### EXERCISE TASK
Can you quote the passage in the climate data conference summary starting with "The panel described" and going on through "diverse forest ecosystems."?

### TEXT SHOWN
Developing reliable climate performance metrics requires stronger collaborative frameworks and partnerships between federal and non-federal entities to create more robust and sustainable data ecosystems.
David J. Hayes (Stanford Doerr School of Sustainability and Stanford Law School) the primary organizer of the conference, opened the conference by framing the central challenge: despite technological advances in climate and environmental data collection and analysis, our efforts in the United States lack common metrics for measuring success in key opportunity areas. Current climate reporting and accounting may not provide the granularity of performance data we need to track actual emissions reductions and carbon removal from specific investments. Changes in capacity and implementation strategies for federal climate and environmental data programs highlights the urgent need for non-federal entities to champion this essential work. Many of the conference presenters demonstrated this leadership through their innovative cross-sector partnerships and approaches, showcasing how collaboration among diverse stakeholders creates more robust and resilient climate data ecosystems.
The morning featured perspectives from three key stakeholder groups on the importance of climate performance data:
Methane monitoring is undergoing an empirical data revolution, shifting from theoretical models to direct measurements which will require standardized protocols to transform this growing wealth of data into actionable insights.
The methane panel—moderated by Sonia Wang (Senior Advisor, Data Foundation) featuring Professor Rob Jackson (Michelle and Kevin Douglas Provostial Professor, Stanford University), Dr. Chris Konek (Lead Scientist, Global Methane Hub), and Dr. Steven Hamburg (Senior Vice President and Chief Scientist, Environmental Defense Fund)—discussed methane's significant climate impact: accounting for 11% of global emissions, 28 times more potent than carbon dioxide, and responsible for roughly 30% of recent warming. The experts highlighted concerning trends in increasing anthropogenic emissions and biogenic sources from natural systems.
The panel described the current empirical data revolution in methane monitoring, where new technologies, particularly satellites, are enabling a shift from theoretical models to empirical measurements that provide point source observations of emission sources and volumes. As we stand at the forefront of this data revolution, the panel emphasized the urgent need for standardized protocols and data sharing mechanisms to enable meaningful comparisons across emission sources. They recommended leveraging existing trusted third-party organizations, such as the International Methane Emissions Observatory, to transform this flood of new data into actionable insights.
Advanced technologies are transforming forest carbon monitoring, but require collaborative frameworks that balance scientific transparency with landowner privacy across diverse forest ecosystems.
The forestry panel—moderated by Lauren Cooper (Chief Conservation Officer, Sustainable Forestry Initiative) featuring Dr. Chris Field (Perry L. McCarty Director of the Stanford Woods Institute for the Environment), Jad Daley (President and CEO of American Forests), and Ashley Conrad-Saydah (Chief of Policy and Community Affairs at Vibrant Planet)—examined forestry's potential as a nature-based climate solution. Recent advances in remote sensing, LiDAR, and AI-enhanced monitoring now enable high-resolution tracking of forest carbon dynamics, shifting from traditional costly field sampling to comprehensive digital monitoring across landscapes.
The panel highlighted promising initiatives including Dynamic Matched Baselines for carbon accounting, state partnerships for carbon budget modeling, and integrated decision-support tools. Despite this progress, significant barriers remain, including resistance to new measurement technologies, landowner privacy concerns, lack of common quantification protocols, and siloed data systems between government and private organizations. Overcoming these barriers requires collaborative frameworks that balance transparency with privacy protections while accommodating the inherent diversity present in forest ecosystems.

### RECORD EXCERPTS
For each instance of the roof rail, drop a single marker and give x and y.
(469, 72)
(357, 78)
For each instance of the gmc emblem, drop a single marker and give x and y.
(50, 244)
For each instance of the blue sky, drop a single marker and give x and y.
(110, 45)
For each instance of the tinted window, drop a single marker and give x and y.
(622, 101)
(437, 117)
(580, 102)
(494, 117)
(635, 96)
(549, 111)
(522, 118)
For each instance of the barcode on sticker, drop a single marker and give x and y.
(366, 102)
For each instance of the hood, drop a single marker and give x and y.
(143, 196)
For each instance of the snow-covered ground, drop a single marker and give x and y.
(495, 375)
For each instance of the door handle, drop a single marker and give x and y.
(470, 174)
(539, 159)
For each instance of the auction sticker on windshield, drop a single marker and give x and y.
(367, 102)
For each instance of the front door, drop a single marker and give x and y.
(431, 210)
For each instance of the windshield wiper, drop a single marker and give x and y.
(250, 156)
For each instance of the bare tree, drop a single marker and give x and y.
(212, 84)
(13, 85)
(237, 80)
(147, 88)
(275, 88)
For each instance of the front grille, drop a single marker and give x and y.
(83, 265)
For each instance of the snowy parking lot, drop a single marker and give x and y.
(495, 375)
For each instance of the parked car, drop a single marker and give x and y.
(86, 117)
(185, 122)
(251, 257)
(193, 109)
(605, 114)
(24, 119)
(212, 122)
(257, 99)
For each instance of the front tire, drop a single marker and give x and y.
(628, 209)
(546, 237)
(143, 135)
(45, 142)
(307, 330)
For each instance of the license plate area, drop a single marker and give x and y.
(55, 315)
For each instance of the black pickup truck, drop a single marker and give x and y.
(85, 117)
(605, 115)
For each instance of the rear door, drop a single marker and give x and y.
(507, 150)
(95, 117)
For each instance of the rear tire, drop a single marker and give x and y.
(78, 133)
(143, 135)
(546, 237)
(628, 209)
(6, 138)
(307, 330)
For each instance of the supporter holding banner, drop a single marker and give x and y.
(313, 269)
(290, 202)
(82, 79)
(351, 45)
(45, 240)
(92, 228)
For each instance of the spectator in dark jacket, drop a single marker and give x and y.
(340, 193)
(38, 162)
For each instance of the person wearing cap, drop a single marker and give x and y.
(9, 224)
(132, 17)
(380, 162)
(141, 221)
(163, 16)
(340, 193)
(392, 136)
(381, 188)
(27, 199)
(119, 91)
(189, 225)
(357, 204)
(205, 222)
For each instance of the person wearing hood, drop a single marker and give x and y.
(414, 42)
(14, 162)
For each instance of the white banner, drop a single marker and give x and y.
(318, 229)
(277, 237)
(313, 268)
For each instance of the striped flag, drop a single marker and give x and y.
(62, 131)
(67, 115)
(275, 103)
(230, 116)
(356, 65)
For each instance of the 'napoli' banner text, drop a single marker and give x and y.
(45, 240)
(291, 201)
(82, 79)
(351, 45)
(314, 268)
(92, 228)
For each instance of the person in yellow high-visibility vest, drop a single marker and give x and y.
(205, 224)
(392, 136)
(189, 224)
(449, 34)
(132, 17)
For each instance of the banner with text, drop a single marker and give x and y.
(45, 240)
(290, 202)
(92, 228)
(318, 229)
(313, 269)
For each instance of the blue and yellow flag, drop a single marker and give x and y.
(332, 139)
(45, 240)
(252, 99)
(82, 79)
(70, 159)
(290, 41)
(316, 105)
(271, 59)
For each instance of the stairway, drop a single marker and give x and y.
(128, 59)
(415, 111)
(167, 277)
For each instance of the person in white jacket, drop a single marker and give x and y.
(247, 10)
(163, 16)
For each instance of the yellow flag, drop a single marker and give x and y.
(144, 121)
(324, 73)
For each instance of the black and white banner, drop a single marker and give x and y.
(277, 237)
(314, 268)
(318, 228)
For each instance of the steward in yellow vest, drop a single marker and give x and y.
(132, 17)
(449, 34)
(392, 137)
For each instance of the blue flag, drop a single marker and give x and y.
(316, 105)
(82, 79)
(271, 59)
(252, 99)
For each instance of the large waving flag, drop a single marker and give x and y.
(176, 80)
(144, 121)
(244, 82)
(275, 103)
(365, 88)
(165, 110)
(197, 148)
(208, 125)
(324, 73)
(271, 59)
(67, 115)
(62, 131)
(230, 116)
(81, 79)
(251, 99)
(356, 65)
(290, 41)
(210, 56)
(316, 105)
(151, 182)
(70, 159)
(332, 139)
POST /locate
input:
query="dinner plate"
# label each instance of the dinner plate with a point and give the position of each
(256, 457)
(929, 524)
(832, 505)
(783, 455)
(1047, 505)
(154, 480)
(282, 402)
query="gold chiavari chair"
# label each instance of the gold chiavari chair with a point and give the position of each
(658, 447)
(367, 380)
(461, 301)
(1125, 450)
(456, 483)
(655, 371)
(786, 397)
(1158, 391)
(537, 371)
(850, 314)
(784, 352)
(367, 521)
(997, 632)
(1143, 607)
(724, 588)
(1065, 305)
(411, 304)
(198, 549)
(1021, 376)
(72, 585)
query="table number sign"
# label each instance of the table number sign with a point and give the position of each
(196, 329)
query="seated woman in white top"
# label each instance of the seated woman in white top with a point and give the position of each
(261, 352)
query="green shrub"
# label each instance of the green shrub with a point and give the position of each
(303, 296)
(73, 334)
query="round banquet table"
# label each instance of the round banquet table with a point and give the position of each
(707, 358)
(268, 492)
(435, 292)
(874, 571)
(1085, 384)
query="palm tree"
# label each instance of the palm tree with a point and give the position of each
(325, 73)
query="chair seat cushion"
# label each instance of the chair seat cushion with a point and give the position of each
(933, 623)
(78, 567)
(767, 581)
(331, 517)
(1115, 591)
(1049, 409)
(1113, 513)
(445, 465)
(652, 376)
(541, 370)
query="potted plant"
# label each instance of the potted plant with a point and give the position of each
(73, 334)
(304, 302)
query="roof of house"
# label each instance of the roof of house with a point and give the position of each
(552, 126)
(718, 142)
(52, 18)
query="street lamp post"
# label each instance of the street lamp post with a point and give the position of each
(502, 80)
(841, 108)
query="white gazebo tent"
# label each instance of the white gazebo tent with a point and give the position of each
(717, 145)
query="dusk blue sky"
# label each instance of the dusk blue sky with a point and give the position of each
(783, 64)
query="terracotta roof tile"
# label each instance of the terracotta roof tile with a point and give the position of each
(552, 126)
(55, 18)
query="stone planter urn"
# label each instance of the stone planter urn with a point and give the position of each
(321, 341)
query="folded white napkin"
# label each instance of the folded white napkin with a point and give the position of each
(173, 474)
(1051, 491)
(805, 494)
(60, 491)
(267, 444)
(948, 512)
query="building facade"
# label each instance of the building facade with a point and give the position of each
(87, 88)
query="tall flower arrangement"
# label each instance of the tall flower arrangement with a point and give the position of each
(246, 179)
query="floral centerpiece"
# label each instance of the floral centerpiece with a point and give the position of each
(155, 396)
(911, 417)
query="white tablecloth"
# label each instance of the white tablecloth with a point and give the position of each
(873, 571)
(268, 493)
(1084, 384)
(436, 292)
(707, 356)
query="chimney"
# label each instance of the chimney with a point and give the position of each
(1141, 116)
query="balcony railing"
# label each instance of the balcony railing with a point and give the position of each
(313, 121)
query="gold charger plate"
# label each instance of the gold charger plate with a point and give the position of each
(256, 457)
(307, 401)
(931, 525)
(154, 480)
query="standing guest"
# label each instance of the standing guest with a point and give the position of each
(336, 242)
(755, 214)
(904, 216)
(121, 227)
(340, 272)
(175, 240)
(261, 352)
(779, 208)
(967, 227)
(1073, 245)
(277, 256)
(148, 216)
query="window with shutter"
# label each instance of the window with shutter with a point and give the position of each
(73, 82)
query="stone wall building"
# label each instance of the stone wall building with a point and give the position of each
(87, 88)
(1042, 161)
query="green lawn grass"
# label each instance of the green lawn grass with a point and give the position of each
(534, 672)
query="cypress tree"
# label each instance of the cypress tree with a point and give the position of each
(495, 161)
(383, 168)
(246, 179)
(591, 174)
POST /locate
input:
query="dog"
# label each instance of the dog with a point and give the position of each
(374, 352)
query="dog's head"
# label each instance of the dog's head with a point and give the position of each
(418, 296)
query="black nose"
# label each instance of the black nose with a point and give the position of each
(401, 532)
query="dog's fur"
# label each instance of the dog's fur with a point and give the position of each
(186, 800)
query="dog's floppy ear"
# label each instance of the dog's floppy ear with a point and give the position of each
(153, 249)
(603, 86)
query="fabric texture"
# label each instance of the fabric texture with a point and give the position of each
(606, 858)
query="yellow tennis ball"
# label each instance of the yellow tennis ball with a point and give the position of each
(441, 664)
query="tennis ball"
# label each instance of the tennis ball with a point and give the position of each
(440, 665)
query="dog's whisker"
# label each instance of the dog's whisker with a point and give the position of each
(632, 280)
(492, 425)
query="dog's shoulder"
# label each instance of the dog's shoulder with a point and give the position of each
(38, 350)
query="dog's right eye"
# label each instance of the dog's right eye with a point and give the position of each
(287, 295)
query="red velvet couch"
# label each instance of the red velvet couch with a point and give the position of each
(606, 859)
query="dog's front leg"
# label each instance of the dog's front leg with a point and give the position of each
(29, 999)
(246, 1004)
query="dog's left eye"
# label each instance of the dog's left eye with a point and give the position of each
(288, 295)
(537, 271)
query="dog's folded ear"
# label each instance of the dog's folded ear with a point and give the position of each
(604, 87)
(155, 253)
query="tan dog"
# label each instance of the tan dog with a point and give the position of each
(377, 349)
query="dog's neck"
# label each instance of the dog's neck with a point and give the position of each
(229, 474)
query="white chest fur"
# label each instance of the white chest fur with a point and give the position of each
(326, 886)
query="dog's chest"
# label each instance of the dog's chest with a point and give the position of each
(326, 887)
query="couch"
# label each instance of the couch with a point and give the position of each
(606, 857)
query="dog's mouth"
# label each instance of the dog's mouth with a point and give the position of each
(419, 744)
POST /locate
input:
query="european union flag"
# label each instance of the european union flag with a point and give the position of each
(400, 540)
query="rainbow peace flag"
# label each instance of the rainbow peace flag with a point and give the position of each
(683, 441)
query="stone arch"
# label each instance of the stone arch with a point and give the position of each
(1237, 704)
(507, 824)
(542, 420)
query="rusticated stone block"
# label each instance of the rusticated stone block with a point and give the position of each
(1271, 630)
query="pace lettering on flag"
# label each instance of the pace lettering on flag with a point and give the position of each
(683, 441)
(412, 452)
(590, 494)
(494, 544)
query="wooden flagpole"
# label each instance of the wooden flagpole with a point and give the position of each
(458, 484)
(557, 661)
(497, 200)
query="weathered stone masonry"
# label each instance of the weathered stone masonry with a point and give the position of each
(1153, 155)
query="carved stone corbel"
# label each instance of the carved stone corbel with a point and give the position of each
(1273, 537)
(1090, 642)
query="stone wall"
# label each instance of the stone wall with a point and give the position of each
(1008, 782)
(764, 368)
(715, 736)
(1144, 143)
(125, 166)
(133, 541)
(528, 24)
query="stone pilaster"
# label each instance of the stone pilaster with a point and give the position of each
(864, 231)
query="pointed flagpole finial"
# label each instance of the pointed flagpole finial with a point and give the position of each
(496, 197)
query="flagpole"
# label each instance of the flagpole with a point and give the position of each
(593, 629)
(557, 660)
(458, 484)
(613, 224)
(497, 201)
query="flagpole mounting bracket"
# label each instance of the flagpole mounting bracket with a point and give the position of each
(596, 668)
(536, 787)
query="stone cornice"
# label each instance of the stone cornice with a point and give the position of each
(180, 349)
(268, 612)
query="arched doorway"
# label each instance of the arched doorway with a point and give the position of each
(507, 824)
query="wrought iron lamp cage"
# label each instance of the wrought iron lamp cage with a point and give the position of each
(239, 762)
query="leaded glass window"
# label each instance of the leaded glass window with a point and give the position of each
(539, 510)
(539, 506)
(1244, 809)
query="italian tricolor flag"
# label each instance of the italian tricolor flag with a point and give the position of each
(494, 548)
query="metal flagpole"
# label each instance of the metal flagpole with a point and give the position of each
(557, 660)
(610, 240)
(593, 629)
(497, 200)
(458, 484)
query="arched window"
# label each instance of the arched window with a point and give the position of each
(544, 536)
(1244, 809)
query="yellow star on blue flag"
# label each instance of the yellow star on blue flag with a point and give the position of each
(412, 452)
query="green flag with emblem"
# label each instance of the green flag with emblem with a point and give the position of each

### OUTPUT FOR THIS TASK
The panel described the current empirical data revolution in methane monitoring, where new technologies, particularly satellites, are enabling a shift from theoretical models to empirical measurements that provide point source observations of emission sources and volumes. As we stand at the forefront of this data revolution, the panel emphasized the urgent need for standardized protocols and data sharing mechanisms to enable meaningful comparisons across emission sources. They recommended leveraging existing trusted third-party organizations, such as the International Methane Emissions Observatory, to transform this flood of new data into actionable insights.
Advanced technologies are transforming forest carbon monitoring, but require collaborative frameworks that balance scientific transparency with landowner privacy across diverse forest ecosystems.